(Collection entries)
________________
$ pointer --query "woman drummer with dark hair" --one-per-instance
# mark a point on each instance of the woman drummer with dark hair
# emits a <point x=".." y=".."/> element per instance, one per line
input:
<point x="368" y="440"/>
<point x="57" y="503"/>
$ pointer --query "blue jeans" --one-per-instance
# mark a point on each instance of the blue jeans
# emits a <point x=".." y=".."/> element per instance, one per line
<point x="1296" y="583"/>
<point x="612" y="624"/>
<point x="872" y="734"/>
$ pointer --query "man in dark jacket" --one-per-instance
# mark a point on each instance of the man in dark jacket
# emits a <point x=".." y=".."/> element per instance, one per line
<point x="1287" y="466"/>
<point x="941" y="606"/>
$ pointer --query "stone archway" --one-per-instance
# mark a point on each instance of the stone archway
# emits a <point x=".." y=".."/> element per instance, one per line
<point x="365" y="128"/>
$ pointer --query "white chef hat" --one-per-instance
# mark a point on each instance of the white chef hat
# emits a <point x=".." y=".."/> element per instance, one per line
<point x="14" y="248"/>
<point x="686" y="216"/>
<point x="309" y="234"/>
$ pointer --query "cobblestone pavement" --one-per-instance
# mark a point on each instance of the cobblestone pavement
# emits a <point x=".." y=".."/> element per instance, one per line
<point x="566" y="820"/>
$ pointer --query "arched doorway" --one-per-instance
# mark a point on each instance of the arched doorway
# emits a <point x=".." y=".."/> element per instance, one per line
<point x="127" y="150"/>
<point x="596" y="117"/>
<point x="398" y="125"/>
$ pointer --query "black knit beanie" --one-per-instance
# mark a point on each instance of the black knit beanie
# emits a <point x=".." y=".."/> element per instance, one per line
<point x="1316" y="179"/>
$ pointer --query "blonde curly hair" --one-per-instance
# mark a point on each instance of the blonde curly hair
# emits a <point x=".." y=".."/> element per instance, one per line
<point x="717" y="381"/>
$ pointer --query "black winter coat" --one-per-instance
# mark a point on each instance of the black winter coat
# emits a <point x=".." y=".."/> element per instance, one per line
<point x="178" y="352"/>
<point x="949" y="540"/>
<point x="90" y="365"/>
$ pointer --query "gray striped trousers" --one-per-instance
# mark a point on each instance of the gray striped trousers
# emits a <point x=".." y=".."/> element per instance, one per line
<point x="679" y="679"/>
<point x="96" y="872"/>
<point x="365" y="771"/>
________________
■ WHAT THIS TASK INVOLVES ■
Write out the data again, exactly and in full.

■ EXERCISE OUTPUT ■
$ pointer --query "woman drummer with dark hair" --one-per-instance
# mark a point on each instance of the woman drummer with dark hair
# emits a <point x=".." y=".."/> element per instance, one per line
input:
<point x="368" y="440"/>
<point x="57" y="503"/>
$ pointer --query "blue jeans" --one-per-instance
# mark a point on each instance of the blue jeans
# emits a <point x=".." y=".."/> element per instance, one per line
<point x="1296" y="583"/>
<point x="612" y="624"/>
<point x="872" y="734"/>
$ pointer --query "man in dark jacket" --one-per-instance
# mark a point on each instance of the man in dark jacket
# emits a <point x=".." y=".."/> element per instance, one per line
<point x="1287" y="466"/>
<point x="941" y="606"/>
$ pointer --query "stone archway" --one-per-instance
# mark a point on each instance of the stone archway
# emits a <point x=".." y=".."/> element per instance, one per line
<point x="365" y="128"/>
$ pointer --query "white chef hat" --one-per-instance
# mark a point on each instance of the white chef hat
# emits a <point x=".." y=".."/> element per instance, one per line
<point x="14" y="248"/>
<point x="686" y="216"/>
<point x="309" y="234"/>
$ pointer --query "cobblestone pavement" --one-per-instance
# mark a point on each instance of the cobblestone pavement
# emits a <point x=".." y=".."/> element per instance, one per line
<point x="566" y="820"/>
$ pointer --query "arched doorway" --one-per-instance
# mark a point on each instance of the arched doorway
# emits a <point x=".." y=".."/> element per instance, one per line
<point x="127" y="150"/>
<point x="596" y="117"/>
<point x="398" y="125"/>
$ pointer --query "black knit beanie" --one-per-instance
# mark a point on each instance of the black knit beanie
# emits a <point x=".." y=".."/> element per instance, one per line
<point x="1316" y="179"/>
$ pointer --query "blonde curly hair" --one-per-instance
# mark a point on each instance of the blonde curly hair
# emits a <point x=".." y=".."/> element per instance, one per line
<point x="717" y="381"/>
$ pointer --query "black winter coat" --one-per-instance
# mark a point on each instance of the black winter coat
# emits a <point x=".." y=".."/> element per instance, one per line
<point x="178" y="352"/>
<point x="949" y="540"/>
<point x="90" y="365"/>
$ pointer --query "gray striped trousers" --one-per-instance
# mark a point on each instance of the gray striped trousers
# emits a <point x=".." y=".."/> element per instance, one per line
<point x="679" y="679"/>
<point x="96" y="872"/>
<point x="365" y="771"/>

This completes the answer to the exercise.